Begin Raw records
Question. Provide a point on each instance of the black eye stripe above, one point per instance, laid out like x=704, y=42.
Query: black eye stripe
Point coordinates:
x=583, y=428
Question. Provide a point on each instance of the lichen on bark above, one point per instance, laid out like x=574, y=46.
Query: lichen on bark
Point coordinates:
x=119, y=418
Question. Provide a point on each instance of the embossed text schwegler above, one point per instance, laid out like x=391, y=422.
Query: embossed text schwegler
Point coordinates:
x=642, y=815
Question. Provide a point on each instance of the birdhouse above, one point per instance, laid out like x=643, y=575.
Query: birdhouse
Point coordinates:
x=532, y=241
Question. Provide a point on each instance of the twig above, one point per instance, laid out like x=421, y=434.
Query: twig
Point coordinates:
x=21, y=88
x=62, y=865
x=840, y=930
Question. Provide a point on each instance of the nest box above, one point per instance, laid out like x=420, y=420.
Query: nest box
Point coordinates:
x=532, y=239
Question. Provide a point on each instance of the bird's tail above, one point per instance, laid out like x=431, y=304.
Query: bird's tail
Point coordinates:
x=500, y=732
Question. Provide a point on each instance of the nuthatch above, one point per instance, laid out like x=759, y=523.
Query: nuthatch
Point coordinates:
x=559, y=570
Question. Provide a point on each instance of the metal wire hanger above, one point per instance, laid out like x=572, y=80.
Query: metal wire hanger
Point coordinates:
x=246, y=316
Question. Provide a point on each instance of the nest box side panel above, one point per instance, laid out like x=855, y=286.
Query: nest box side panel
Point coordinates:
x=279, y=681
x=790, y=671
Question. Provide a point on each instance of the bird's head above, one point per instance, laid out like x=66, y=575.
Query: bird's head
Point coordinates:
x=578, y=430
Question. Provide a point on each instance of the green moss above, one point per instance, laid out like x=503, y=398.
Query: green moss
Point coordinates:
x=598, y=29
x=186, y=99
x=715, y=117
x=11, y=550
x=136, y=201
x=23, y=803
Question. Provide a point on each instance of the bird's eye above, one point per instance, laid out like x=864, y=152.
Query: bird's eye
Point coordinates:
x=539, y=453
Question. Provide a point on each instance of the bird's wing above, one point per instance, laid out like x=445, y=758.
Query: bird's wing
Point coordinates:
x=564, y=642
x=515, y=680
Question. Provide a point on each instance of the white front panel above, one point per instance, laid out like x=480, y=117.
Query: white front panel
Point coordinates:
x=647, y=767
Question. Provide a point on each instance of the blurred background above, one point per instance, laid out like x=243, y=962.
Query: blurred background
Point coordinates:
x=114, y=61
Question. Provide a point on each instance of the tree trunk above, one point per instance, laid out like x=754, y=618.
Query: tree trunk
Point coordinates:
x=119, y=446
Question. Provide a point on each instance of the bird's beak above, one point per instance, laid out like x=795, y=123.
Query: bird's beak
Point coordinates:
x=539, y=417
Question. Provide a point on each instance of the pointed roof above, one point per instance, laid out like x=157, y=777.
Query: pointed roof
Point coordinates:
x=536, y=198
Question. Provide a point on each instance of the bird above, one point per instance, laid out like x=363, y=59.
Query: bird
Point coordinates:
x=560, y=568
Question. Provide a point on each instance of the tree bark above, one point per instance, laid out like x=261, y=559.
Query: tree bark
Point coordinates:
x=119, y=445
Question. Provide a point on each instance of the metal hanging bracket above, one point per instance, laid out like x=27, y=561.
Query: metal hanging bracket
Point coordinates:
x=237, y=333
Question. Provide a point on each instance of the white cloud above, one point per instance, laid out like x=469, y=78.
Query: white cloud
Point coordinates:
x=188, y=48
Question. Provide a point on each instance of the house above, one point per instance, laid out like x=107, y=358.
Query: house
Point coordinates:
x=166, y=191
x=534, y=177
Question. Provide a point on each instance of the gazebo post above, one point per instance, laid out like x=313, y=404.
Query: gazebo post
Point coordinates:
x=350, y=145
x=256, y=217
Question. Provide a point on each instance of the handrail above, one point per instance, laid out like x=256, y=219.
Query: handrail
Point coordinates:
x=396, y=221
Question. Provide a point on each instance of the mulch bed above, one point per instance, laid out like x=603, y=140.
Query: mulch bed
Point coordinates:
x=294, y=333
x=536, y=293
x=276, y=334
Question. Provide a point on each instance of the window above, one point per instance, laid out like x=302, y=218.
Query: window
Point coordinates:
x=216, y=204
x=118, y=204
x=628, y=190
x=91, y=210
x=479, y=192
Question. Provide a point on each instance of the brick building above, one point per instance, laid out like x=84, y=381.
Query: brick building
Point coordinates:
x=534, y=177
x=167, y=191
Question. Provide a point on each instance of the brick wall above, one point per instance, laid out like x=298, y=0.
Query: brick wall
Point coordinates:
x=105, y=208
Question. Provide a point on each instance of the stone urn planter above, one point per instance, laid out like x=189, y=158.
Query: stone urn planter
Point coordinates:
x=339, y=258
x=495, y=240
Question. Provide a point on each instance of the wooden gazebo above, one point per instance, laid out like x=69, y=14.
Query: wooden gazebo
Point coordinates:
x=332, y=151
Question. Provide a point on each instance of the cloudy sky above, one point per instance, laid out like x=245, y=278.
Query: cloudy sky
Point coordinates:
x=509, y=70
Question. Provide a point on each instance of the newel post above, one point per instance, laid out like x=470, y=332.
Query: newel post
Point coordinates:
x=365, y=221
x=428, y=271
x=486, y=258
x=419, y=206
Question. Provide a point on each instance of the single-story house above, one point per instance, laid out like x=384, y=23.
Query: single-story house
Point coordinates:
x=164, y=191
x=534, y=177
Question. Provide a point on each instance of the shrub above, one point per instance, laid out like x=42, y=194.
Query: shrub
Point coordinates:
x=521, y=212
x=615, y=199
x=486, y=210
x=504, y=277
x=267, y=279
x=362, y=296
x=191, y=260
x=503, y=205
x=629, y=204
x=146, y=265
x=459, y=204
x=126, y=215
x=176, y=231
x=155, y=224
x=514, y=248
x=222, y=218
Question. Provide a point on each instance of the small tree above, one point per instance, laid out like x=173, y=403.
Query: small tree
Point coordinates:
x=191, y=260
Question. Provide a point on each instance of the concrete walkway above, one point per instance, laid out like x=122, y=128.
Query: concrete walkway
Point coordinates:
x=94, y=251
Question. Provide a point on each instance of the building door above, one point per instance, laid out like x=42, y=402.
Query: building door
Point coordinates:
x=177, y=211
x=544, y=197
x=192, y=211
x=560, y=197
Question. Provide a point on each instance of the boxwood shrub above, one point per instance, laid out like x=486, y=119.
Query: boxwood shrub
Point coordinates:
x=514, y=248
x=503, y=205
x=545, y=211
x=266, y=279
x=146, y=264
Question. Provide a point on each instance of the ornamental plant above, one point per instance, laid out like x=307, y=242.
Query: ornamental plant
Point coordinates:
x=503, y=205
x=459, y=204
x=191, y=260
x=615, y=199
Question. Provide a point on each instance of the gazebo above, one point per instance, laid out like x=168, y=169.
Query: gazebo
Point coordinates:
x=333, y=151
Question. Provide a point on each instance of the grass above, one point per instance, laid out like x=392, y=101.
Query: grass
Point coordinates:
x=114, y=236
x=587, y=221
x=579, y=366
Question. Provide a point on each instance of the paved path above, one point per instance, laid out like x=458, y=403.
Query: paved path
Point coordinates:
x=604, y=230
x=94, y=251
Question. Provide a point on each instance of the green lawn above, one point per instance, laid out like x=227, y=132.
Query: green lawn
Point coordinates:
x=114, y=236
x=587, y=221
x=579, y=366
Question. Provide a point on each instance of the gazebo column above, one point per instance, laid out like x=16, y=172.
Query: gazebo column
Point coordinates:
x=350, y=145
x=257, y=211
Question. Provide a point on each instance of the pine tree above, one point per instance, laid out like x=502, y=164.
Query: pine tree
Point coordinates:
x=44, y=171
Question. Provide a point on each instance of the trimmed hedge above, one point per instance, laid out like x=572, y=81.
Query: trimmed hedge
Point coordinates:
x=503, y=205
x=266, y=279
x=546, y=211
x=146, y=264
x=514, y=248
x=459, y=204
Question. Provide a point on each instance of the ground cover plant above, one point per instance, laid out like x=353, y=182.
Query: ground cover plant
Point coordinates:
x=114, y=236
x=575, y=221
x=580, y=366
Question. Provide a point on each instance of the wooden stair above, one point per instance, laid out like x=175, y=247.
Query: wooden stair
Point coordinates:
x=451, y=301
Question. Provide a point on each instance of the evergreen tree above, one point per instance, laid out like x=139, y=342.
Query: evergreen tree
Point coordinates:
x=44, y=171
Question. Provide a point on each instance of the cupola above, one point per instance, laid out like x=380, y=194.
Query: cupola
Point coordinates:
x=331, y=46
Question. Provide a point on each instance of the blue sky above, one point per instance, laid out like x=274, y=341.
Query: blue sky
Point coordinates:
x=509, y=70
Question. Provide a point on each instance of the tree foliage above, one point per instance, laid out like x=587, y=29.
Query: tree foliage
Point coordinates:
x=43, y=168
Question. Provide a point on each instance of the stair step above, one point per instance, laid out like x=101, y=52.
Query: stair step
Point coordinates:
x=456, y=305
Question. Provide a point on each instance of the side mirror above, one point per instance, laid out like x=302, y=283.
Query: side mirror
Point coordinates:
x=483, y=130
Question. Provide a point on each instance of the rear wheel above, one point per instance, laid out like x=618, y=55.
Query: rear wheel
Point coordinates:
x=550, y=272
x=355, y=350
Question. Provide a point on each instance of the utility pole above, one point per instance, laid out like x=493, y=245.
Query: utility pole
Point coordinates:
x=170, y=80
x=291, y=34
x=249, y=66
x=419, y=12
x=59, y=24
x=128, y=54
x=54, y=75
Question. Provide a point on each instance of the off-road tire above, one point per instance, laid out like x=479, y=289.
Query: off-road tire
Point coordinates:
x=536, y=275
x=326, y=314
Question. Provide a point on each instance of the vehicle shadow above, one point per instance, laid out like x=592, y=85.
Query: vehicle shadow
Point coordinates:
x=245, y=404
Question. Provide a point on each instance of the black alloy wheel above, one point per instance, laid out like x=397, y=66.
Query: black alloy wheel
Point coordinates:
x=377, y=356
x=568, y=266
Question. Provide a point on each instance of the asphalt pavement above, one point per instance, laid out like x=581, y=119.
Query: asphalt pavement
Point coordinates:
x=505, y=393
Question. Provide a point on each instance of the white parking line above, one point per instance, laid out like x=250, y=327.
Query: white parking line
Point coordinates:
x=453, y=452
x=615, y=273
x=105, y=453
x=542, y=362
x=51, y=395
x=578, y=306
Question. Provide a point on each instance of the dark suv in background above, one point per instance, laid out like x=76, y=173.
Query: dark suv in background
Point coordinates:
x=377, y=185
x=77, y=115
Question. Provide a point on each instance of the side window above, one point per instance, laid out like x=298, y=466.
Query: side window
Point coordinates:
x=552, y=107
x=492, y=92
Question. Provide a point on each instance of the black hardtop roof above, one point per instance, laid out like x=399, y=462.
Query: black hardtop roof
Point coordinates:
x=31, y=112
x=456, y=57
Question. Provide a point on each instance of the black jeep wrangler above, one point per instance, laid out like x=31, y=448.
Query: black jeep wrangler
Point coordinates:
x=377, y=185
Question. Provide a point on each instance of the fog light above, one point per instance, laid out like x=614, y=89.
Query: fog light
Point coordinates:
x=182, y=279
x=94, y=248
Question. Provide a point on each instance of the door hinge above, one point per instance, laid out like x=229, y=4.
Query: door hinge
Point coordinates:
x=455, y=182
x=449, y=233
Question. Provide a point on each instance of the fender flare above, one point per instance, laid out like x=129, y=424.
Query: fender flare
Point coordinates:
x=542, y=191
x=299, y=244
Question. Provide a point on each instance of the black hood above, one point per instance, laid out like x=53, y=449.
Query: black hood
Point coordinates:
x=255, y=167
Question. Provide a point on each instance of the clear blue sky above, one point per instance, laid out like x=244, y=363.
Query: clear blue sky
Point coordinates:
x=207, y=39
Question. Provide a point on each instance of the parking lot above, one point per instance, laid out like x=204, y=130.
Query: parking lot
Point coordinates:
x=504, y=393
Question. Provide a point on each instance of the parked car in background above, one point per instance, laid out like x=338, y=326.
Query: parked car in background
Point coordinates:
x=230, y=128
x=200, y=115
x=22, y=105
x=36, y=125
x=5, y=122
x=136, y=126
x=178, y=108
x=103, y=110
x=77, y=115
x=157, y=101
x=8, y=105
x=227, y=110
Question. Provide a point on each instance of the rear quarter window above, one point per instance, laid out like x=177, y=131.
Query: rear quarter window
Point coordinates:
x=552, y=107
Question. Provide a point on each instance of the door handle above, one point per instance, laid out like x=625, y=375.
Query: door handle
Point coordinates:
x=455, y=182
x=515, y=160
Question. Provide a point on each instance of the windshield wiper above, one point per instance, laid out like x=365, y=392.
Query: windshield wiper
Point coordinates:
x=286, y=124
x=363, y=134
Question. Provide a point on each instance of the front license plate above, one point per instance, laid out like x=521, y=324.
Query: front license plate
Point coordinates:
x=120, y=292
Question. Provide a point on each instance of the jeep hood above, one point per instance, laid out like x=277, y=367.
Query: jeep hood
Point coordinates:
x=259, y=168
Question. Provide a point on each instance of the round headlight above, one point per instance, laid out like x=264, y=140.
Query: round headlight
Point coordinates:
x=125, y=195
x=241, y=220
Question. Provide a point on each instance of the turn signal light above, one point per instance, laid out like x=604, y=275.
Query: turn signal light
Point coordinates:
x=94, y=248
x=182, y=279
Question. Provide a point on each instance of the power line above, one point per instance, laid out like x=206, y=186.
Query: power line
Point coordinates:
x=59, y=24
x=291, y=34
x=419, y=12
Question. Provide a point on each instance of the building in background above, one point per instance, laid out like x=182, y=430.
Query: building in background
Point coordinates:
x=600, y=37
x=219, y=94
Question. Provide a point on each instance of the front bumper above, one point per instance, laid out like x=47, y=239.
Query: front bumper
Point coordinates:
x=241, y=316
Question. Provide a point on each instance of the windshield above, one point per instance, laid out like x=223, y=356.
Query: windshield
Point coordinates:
End Raw records
* _Exercise_: Rewrite the listing from the line with "Question. Provide a point on each instance of the rear quarter" through the line with "x=219, y=94", including both of those lines, changing "power line" to "utility line" and leaving everything else unchanged.

* _Problem solution_:
Question. Provide a point on each instance of the rear quarter window above, one point per instance, laid out like x=177, y=131.
Query: rear quarter window
Point coordinates:
x=552, y=107
Question. Provide a point on each instance of the door handle above, one point per instance, laid out like x=625, y=375.
Query: door handle
Point coordinates:
x=455, y=182
x=515, y=160
Question. Provide a point on each instance of the windshield wiper above, one point per instance, laid out like x=365, y=392.
Query: windshield wiper
Point coordinates:
x=286, y=124
x=363, y=134
Question. Provide a point on each instance of the front license plate above, one point per instance, laid out like x=521, y=324.
Query: front license plate
Point coordinates:
x=120, y=292
Question. Provide a point on each instance of the jeep hood above, one point per instance, laid out like x=277, y=367.
Query: jeep hood
Point coordinates:
x=259, y=168
Question. Provide a point on each instance of the round headlight above, one point per instance, laid out like x=264, y=140.
Query: round headlight
Point coordinates:
x=125, y=195
x=241, y=220
Question. Provide a point on each instance of the turn signal light above, one point per instance, laid out like x=604, y=275.
Query: turn signal light
Point coordinates:
x=94, y=248
x=182, y=279
Question. Provide a point on each instance of the utility line above, one point per instance, laid out like x=206, y=186.
Query: utility line
Point coordinates:
x=59, y=24
x=291, y=34
x=419, y=12
Question. Provide a point on each instance of the building in background above, one point per instance, laid out like x=182, y=430.
Query: building in background
Point coordinates:
x=600, y=37
x=219, y=94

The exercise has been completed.